Milkman’s doctoral dissertation concluded that people would choose either heroin or amphetamines depending on how they liked to deal with stress. Heroin users wanted to numb themselves; amphetamine users wanted to actively confront it. After this work was published, he was among a group of researchers drafted by the US National Institute on Drug Abuse to answer questions such as: why do people start using drugs? Why do they continue? When do they reach a threshold to abuse? When do they stop? And when do they relapse?

“Any college kid could say: why do they start? Well, there’s availability, they’re risk-takers, alienation, maybe some depression,” he says. “But why do they continue? So I got to the question about the threshold for abuse and the lights went on – that’s when I had my version of the ‘aha’ experience: they could be on the threshold for abuse before they even took the drug, because it was their style of coping that they were abusing.”

At Metropolitan State College of Denver, Milkman was instrumental in developing the idea that people were getting addicted to changes in brain chemistry. Kids who were “active confronters” were after a rush – they’d get it by stealing hubcaps and radios and later cars, or through stimulant drugs. Alcohol also alters brain chemistry, of course. It’s a sedative but it sedates the brain’s control first, which can remove inhibitions and, in limited doses, reduce anxiety.

“People can get addicted to drink, cars, money, sex, calories, cocaine – whatever,” says Milkman. “The idea of behavioural addiction became our trademark.”
- - -
Request:
In the passage about Milkman's addiction research, what did his doctoral dissertation conclude about how people chose between heroin and amphetamines?

(Data listing)
- - -
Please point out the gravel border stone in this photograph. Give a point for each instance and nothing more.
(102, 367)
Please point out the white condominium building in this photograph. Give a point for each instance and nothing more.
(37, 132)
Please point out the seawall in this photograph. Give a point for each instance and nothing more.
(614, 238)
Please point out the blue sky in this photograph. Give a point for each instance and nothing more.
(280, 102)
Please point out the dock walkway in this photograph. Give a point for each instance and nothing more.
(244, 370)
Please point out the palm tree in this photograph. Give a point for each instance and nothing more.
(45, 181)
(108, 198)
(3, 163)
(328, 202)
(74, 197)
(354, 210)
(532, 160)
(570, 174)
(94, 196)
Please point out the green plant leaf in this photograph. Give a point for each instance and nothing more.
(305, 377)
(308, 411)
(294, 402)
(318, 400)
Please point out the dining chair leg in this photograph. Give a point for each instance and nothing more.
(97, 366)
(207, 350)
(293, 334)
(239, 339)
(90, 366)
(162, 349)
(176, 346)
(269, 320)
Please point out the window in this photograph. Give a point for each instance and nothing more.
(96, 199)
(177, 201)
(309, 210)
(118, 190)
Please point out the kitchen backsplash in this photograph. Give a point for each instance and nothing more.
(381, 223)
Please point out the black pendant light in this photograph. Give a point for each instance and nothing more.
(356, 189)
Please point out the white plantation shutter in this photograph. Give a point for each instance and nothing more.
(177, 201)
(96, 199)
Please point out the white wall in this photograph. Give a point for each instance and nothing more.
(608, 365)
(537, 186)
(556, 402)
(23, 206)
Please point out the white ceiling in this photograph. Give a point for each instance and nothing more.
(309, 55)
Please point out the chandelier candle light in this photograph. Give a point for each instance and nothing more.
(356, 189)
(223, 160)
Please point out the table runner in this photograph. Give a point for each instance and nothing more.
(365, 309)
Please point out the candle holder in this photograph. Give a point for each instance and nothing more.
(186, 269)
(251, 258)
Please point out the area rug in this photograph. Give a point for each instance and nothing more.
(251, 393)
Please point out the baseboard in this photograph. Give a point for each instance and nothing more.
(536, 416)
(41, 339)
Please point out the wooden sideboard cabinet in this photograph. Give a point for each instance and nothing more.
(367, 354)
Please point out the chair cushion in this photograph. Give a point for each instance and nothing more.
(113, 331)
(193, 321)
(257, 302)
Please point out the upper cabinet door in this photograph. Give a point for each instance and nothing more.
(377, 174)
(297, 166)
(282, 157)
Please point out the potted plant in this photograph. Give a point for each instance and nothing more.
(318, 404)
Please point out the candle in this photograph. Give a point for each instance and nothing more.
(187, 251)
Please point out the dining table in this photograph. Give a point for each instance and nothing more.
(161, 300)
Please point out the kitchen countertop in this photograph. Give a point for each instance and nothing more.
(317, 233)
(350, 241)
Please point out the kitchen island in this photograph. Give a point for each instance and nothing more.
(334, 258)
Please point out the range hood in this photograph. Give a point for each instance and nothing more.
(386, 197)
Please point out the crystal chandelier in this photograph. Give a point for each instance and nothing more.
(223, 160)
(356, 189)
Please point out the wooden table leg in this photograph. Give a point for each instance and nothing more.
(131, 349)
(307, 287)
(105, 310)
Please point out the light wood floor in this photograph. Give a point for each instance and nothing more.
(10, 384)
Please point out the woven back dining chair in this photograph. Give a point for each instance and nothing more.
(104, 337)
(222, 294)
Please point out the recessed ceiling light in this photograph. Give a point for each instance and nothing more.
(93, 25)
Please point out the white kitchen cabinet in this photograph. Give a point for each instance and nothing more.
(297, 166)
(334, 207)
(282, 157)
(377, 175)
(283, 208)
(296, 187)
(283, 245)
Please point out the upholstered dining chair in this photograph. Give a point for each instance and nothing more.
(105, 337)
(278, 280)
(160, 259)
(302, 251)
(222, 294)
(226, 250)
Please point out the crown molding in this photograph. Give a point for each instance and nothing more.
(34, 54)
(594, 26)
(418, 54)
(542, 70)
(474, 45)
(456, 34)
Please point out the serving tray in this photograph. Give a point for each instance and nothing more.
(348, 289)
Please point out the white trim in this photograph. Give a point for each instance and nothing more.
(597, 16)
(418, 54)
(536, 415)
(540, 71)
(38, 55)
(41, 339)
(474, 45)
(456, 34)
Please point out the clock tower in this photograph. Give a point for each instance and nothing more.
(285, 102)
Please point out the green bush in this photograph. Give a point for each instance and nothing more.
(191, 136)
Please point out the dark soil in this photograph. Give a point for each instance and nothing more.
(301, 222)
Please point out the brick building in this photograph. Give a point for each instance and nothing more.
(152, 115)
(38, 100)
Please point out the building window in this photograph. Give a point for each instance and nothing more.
- - -
Expected answer:
People chose either heroin or amphetamines depending on how they liked to deal with stress. Heroin users wanted to numb themselves, and amphetamine users wanted to actively confront it.